- Opening Delimiter -
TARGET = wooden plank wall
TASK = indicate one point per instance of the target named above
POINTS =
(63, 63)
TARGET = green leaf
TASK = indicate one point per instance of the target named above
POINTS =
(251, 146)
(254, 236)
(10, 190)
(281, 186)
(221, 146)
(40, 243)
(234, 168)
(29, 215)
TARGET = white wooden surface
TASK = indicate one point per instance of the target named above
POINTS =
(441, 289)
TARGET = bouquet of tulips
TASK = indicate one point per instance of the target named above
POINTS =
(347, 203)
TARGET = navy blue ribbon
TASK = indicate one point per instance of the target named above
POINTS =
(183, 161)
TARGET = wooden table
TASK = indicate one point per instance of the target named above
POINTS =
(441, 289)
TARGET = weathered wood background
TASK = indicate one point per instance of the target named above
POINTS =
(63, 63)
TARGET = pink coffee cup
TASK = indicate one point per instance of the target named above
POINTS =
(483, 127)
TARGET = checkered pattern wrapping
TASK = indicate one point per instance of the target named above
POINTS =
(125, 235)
- Closing Delimiter -
▸ **What needs to be done**
What you return should be exactly the lines above, starting at the one with "TARGET = green leaf" and ending at the one with "TARGET = navy blue ribbon", and nothing else.

▸ **Response**
TARGET = green leaf
TASK = indicate one point per instance of the target named above
POINTS =
(251, 146)
(254, 236)
(10, 190)
(281, 186)
(221, 146)
(40, 243)
(234, 168)
(29, 215)
TARGET = white wooden surface
TASK = indicate one point per instance of the target named above
POINTS =
(441, 289)
TARGET = bouquet of tulips
TASK = indicate one point per instance of the target named above
POINTS =
(347, 203)
TARGET = navy blue ribbon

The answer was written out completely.